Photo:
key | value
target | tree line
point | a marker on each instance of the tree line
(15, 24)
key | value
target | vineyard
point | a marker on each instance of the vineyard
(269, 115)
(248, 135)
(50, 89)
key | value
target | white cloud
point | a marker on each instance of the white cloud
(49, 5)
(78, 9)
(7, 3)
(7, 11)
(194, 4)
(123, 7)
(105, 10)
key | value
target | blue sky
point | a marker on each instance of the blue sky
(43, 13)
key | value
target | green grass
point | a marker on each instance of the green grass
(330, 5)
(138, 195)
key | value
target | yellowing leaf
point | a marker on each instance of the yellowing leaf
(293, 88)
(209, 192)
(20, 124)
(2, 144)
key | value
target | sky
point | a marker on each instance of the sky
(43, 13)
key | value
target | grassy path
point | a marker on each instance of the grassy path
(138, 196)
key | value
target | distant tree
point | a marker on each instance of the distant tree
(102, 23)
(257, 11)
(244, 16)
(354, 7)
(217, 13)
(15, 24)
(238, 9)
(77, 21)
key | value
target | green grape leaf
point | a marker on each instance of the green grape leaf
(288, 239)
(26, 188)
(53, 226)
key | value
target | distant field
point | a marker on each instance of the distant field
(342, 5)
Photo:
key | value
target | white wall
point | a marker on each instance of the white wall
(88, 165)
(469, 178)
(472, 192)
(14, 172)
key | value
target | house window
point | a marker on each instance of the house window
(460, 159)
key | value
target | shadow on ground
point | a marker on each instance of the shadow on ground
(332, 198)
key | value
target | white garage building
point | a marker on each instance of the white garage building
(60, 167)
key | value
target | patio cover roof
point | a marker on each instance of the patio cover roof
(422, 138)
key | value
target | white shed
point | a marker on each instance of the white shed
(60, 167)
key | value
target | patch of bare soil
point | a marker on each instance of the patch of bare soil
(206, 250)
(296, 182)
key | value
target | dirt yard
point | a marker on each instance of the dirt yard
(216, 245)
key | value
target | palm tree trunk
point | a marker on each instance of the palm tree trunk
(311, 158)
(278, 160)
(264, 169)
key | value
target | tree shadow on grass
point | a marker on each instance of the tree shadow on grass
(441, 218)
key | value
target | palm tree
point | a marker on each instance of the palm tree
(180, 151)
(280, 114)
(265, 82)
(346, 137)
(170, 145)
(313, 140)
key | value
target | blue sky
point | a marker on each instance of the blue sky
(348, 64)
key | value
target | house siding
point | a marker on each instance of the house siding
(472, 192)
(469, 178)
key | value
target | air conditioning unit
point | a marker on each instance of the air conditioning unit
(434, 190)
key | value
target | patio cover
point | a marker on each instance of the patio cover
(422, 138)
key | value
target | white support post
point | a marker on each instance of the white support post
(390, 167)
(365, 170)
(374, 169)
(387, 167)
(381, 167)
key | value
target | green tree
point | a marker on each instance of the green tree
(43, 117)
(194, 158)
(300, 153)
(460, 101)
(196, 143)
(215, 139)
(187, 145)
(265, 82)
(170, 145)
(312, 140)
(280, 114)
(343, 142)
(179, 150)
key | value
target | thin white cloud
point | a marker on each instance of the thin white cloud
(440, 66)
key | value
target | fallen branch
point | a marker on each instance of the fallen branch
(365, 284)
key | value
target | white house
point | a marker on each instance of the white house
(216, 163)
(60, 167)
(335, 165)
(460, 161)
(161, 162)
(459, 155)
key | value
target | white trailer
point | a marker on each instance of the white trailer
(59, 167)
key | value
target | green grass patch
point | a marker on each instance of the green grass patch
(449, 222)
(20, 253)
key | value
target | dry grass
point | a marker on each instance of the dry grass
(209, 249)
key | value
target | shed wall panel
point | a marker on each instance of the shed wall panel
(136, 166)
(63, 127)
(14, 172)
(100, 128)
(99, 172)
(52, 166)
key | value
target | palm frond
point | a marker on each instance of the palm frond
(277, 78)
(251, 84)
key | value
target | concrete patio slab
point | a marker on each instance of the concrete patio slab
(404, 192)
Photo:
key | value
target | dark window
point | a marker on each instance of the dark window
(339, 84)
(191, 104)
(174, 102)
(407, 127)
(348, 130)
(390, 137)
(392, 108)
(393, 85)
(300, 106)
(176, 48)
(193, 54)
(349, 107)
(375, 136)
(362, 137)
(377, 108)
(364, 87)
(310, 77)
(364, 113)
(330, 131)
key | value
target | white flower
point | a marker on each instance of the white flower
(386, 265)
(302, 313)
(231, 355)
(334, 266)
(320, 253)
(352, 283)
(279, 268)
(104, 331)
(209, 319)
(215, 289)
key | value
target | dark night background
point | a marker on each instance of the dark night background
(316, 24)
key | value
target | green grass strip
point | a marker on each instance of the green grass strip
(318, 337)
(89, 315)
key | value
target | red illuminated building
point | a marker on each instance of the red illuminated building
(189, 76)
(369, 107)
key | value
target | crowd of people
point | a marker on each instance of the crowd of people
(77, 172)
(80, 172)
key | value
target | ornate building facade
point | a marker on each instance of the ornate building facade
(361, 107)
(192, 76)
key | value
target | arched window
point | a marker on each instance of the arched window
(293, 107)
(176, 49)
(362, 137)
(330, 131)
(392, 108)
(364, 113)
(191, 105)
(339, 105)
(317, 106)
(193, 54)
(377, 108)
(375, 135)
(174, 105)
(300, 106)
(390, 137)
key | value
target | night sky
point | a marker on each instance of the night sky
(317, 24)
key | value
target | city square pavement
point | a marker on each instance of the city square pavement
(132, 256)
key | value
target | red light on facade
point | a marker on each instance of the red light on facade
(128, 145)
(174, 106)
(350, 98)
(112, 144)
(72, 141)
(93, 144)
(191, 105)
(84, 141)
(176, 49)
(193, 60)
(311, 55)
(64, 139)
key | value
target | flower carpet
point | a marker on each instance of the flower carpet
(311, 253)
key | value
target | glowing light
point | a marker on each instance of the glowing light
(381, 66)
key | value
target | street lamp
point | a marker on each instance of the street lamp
______________________________
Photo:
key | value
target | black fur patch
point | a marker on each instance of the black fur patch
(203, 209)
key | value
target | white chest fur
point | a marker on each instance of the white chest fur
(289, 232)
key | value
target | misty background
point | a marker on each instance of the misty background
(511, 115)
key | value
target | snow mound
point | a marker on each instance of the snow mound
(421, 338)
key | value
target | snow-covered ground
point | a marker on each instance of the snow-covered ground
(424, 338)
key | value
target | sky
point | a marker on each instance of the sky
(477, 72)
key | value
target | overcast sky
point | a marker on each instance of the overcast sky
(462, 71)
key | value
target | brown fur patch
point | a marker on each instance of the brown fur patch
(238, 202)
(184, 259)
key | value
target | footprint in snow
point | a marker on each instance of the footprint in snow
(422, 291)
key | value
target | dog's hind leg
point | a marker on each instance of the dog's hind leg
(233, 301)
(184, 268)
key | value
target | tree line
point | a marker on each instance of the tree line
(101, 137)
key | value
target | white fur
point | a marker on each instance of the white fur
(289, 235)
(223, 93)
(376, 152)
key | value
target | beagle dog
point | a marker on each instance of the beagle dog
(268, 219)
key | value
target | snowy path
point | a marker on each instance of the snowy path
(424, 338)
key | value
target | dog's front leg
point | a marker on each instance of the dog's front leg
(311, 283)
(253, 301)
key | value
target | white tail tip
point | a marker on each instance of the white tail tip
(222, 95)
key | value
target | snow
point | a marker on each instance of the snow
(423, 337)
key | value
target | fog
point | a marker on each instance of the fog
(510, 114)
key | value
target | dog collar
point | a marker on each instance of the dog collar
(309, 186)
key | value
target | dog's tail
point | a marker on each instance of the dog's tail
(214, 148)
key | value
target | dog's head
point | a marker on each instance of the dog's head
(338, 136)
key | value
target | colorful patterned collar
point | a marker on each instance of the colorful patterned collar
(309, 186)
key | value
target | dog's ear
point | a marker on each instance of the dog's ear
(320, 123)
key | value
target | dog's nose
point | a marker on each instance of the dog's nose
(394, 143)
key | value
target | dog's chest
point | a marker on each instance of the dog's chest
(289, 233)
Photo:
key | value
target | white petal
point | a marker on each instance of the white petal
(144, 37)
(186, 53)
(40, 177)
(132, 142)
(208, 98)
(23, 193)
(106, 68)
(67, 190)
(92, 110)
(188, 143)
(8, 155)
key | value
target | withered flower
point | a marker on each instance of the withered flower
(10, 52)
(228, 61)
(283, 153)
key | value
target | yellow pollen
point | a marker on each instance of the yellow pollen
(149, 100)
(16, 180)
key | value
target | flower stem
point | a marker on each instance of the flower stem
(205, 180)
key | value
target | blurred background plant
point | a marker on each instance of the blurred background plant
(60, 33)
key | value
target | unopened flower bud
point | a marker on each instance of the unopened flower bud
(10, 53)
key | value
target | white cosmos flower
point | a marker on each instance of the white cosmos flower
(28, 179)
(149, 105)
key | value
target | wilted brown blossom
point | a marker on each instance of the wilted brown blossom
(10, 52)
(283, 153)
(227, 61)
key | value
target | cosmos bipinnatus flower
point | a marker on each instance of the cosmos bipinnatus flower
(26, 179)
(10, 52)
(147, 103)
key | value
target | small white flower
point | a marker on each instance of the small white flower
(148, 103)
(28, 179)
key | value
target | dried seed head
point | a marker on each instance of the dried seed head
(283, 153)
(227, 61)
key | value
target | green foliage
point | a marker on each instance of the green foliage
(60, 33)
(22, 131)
______________________________
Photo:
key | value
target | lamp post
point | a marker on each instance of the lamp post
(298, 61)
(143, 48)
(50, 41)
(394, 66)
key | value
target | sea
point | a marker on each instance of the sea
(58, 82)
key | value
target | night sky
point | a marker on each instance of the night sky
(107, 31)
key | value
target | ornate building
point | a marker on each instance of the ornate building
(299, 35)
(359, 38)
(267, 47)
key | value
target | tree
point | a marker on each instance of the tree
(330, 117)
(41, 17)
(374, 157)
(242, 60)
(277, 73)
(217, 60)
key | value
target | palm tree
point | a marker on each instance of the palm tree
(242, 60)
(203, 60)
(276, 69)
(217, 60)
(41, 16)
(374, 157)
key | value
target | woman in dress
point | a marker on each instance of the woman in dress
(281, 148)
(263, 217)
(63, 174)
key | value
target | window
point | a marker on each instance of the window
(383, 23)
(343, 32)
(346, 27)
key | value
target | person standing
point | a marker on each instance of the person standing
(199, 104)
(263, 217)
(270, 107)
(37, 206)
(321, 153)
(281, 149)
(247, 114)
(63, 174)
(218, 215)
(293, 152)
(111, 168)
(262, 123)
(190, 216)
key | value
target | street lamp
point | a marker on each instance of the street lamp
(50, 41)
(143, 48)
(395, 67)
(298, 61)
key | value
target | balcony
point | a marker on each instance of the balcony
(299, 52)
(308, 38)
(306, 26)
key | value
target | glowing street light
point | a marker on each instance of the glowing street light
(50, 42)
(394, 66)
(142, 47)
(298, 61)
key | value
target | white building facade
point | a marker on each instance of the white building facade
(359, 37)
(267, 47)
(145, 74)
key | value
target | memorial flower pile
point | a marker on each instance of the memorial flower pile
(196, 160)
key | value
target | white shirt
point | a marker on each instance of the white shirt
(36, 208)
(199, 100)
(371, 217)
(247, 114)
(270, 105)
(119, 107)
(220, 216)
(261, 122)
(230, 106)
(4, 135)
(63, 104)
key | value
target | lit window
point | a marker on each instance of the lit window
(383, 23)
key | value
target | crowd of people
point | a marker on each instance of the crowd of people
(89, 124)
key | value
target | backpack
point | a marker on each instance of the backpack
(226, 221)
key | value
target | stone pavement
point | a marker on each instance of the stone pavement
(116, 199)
______________________________
§ Exercise directions
Collect every line above that contains the word "shirt".

§ Task answer
target | white shirt
point | a marker on each instance of the white shirt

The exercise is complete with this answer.